ABOUT THIS TASK —
Transcribe, word for word, every line from the one containing "Target: beige carpet" through the final line of the records, and omit the pictures.

Image point grounding data
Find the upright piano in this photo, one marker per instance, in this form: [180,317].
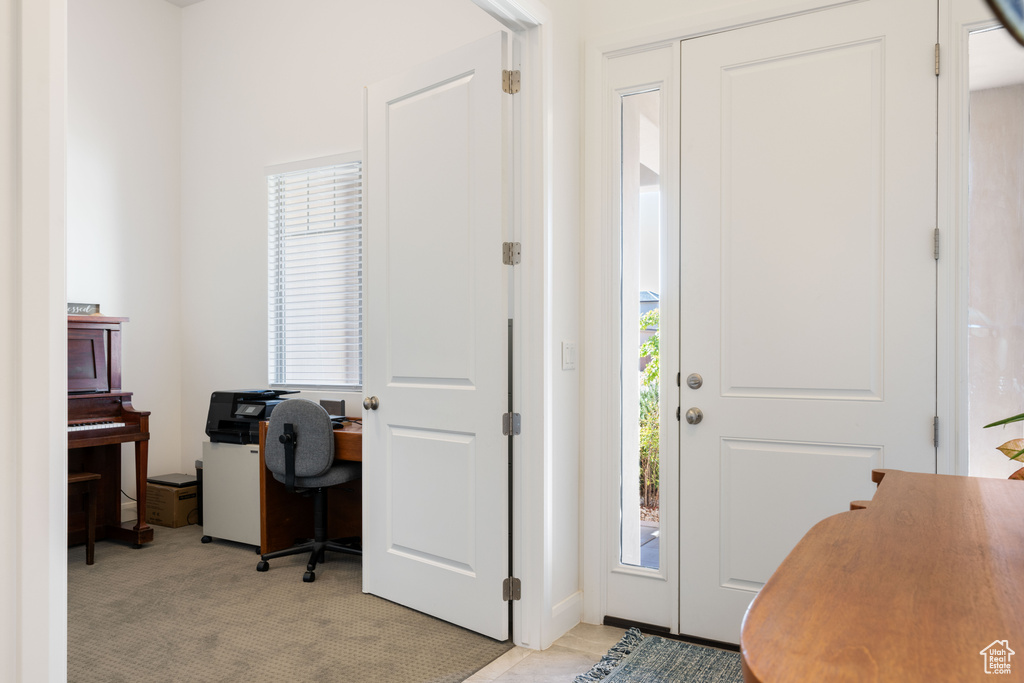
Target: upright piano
[100,418]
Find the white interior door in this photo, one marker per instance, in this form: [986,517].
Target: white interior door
[808,284]
[435,462]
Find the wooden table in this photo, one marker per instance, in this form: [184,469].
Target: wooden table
[286,517]
[911,588]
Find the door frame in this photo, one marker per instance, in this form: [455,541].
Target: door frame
[956,19]
[600,228]
[537,620]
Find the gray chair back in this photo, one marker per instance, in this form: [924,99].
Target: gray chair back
[313,438]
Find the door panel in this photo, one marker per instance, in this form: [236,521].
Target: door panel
[435,463]
[808,284]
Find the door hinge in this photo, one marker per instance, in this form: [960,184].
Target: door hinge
[511,589]
[511,253]
[510,81]
[511,424]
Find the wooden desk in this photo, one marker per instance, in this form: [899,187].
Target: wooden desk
[286,517]
[910,588]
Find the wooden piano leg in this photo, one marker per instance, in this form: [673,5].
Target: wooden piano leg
[141,474]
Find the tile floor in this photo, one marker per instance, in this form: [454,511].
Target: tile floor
[570,655]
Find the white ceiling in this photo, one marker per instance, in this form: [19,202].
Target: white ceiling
[996,59]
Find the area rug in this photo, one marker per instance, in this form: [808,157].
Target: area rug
[639,658]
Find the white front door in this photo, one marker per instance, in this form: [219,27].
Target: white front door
[808,284]
[434,460]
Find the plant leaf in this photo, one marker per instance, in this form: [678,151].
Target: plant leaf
[1013,449]
[1007,421]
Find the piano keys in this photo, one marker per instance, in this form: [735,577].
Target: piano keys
[100,419]
[86,426]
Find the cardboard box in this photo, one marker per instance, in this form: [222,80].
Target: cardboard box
[171,506]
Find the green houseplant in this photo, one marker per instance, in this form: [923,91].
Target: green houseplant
[649,418]
[1014,449]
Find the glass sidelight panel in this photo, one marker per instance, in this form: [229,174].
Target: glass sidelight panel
[995,233]
[640,280]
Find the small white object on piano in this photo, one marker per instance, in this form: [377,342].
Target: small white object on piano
[94,425]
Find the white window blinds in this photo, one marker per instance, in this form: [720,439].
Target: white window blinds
[315,278]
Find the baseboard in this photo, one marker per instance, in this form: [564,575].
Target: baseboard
[564,615]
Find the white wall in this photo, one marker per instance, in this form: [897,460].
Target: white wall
[33,347]
[123,199]
[564,473]
[9,273]
[267,82]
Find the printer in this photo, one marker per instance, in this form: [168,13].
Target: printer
[235,416]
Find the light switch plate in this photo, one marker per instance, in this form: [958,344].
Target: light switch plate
[568,355]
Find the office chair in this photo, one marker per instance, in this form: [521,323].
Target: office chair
[299,452]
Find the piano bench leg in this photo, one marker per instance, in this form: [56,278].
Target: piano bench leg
[89,481]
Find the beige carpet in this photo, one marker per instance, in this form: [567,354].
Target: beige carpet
[179,610]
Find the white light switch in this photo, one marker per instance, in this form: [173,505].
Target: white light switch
[568,355]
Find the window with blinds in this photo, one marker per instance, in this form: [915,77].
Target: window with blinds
[315,272]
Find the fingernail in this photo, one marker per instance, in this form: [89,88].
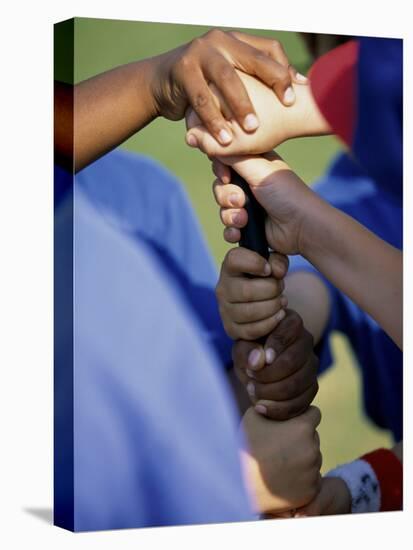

SOLUTION FOR THIS PROBLEM —
Target: beige carpet
[179,610]
Find the white light switch in this photo, one marker per instance, in this form: [173,505].
Target: white light switch
[568,355]
Find the window with blinds in this photo, one marker per instance, in this form: [915,77].
Target: window with blinds
[315,272]
Find the fingernail in this photo, one marker per instance, in this form: [89,88].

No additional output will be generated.